CodeForces 620E:New Year Tree(dfs序+线段树)

E. New Year Tree
time limit per test3 seconds
memory limit per test256 megabytes
inputstandard input
outputstandard output
The New Year holidays are over, but Resha doesn't want to throw away the New Year tree. He invited his best friends Kerim and Gural to help him to redecorate the New Year tree.

The New Year tree is an undirected tree with n vertices and root in the vertex 1.

You should process the queries of the two types:

Change the colours of all vertices in the subtree of the vertex v to the colour c.
Find the number of different colours in the subtree of the vertex v.
Input
The first line contains two integers n, m (1 ≤ n, m ≤ 4·105) — the number of vertices in the tree and the number of the queries.

The second line contains n integers ci (1 ≤ ci ≤ 60) — the colour of the i-th vertex.

Each of the next n - 1 lines contains two integers xj, yj (1 ≤ xj, yj ≤ n) — the vertices of the j-th edge. It is guaranteed that you are given correct undirected tree.

The last m lines contains the description of the queries. Each description starts with the integer tk (1 ≤ tk ≤ 2) — the type of the k-th query. For the queries of the first type then follows two integers vk, ck (1 ≤ vk ≤ n, 1 ≤ ck ≤ 60) — the number of the vertex whose subtree will be recoloured with the colour ck. For the queries of the second type then follows integer vk (1 ≤ vk ≤ n) — the number of the vertex for which subtree you should find the number of different colours.

Output
For each query of the second type print the integer a — the number of different colours in the subtree of the vertex given in the query.

Each of the numbers should be printed on a separate line in order of query appearing in the input.

### 任务内容 A
请将记录中从含有“Target: car hardtop roof”的那一行起、至记录末尾为止（首尾两行均包括在内）的各行整理为JSON字符串列表，每行对应一个字符串，空行略去。

### 数据记录

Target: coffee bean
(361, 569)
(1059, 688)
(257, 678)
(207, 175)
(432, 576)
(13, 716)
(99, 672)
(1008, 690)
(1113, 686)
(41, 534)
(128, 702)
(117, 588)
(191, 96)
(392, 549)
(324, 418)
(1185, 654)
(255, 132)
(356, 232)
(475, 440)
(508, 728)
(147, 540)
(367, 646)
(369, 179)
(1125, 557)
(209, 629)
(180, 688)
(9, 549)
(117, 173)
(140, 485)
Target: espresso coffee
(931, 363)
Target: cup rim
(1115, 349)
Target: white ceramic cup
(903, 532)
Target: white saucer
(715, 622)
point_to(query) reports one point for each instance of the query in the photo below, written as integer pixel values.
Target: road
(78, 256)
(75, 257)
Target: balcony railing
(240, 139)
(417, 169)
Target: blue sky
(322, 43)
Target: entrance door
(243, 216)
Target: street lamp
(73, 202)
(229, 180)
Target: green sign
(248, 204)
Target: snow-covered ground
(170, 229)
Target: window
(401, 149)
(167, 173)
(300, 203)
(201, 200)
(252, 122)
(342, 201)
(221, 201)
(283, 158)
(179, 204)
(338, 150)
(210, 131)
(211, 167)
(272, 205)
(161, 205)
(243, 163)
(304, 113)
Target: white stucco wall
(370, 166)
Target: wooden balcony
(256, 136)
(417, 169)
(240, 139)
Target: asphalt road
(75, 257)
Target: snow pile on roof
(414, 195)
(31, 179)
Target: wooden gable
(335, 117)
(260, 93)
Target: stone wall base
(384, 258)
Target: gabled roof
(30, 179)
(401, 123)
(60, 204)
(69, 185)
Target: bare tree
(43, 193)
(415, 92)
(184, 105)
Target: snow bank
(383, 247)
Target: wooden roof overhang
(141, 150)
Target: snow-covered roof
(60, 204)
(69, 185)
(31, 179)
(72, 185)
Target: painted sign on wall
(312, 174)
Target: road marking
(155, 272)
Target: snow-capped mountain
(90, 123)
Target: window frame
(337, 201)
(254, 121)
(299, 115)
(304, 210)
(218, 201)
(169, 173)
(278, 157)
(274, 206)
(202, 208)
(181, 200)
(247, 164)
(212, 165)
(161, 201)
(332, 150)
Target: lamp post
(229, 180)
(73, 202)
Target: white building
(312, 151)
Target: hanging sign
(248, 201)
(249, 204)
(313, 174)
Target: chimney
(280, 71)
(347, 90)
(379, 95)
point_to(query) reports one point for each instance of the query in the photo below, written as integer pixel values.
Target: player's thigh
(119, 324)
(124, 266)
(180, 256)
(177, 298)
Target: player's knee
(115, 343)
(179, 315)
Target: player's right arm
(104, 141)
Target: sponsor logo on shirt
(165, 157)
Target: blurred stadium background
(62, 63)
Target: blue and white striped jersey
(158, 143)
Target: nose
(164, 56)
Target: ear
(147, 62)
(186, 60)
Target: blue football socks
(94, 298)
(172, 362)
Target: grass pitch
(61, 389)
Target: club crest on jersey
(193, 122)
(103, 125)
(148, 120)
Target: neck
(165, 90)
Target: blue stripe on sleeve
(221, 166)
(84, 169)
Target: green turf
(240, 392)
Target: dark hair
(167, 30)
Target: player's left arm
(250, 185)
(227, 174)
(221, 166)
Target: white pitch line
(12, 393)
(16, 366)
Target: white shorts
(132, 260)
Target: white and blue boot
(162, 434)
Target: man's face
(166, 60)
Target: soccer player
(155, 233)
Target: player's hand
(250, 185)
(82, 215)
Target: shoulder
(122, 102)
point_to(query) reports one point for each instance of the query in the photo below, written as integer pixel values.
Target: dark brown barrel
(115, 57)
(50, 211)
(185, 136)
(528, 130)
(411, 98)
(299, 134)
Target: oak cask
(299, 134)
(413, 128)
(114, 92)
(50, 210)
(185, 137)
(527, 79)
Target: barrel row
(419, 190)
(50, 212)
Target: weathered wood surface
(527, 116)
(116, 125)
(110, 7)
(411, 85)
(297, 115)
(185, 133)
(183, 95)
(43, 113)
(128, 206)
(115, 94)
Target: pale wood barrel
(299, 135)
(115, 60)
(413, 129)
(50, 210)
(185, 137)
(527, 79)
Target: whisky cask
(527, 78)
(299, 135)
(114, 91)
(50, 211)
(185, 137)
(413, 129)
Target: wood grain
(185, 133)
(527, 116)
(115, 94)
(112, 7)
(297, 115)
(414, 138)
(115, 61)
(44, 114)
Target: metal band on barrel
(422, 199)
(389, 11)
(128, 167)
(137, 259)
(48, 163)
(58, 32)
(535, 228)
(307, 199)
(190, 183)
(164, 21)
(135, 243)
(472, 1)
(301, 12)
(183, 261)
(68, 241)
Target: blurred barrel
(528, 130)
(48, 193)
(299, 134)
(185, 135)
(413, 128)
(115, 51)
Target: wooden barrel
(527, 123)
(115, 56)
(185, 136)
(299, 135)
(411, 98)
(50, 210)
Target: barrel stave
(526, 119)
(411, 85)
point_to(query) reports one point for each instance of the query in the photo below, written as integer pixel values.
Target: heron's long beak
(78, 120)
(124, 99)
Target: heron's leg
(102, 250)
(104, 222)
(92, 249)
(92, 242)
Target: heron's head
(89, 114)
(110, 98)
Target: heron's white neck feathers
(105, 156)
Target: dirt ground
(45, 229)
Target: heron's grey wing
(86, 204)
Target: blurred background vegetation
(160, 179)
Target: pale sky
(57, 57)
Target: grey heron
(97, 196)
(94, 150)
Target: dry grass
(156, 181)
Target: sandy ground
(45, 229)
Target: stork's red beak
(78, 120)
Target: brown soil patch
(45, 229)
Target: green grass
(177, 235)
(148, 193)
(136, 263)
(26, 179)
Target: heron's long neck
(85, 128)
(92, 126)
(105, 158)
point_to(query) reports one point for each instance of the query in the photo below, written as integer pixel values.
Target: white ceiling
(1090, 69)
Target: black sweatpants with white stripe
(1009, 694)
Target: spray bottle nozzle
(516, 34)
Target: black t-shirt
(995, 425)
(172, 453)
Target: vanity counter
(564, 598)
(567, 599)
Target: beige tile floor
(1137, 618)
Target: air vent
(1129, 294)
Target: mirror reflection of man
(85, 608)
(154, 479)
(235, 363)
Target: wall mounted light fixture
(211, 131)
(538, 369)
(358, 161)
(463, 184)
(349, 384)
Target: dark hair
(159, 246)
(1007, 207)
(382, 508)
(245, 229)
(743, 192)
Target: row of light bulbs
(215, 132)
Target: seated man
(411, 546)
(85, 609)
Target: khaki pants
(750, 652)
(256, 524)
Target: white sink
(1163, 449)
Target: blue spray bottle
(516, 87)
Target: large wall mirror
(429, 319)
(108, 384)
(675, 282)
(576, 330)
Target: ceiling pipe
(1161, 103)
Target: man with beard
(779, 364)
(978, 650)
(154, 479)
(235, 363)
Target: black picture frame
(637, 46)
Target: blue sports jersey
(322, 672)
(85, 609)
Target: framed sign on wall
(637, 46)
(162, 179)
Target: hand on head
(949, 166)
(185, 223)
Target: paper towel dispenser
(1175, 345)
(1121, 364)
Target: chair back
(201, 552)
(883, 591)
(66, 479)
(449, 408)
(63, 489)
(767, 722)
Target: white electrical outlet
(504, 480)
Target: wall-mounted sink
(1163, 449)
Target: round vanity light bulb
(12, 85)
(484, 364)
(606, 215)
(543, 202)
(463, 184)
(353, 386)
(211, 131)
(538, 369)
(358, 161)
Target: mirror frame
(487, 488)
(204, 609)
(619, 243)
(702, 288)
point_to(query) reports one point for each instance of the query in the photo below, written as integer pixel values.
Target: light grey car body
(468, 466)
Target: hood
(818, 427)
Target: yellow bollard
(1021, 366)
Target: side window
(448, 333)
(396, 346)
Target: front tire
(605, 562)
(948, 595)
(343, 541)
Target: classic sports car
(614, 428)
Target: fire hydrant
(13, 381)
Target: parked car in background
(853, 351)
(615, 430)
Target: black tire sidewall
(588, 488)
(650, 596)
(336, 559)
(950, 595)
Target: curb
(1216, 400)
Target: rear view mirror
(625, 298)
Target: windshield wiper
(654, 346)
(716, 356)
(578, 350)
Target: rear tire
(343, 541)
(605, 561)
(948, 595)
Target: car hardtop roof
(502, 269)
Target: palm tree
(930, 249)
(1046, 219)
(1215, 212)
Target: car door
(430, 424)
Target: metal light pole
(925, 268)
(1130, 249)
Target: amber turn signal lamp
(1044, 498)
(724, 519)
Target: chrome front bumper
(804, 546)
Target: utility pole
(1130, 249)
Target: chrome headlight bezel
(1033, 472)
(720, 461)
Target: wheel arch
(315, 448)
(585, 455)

### 任务内容 B
请依据上述题面回答下列问题：
(i) 每个测试点的时间限制是多少？
(ii) 这棵树以哪个顶点为根？
(iii) 顶点颜色 ci 的取值范围是什么？

### 任务答复 A
[
  "Target: car hardtop roof",
  "(502, 269)",
  "Target: palm tree",
  "(930, 249)",
  "(1046, 219)",
  "(1215, 212)",
  "Target: car door",
  "(430, 424)",
  "Target: metal light pole",
  "(925, 268)",
  "(1130, 249)",
  "Target: amber turn signal lamp",
  "(1044, 498)",
  "(724, 519)",
  "Target: chrome front bumper",
  "(804, 546)",
  "Target: utility pole",
  "(1130, 249)",
  "Target: chrome headlight bezel",
  "(1033, 472)",
  "(720, 461)",
  "Target: wheel arch",
  "(315, 448)",
  "(585, 455)"
]

### 任务答复 B
(i) 3秒。
(ii) 顶点1。
(iii) 1 ≤ ci ≤ 60。